— Exercise details —
Lay out the rows below as a Markdown table with the columns Row and Line. Give each row its number and its line, and leave out any blank lines.

-- Begin Records provided --

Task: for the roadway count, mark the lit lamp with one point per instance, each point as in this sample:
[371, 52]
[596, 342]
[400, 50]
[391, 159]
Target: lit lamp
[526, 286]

-- End Records provided --

— Response to this exercise —
| Row | Line |
|---|---|
| 1 | Task: for the roadway count, mark the lit lamp with one point per instance, each point as in this sample: |
| 2 | [371, 52] |
| 3 | [596, 342] |
| 4 | [400, 50] |
| 5 | [391, 159] |
| 6 | Target: lit lamp |
| 7 | [526, 286] |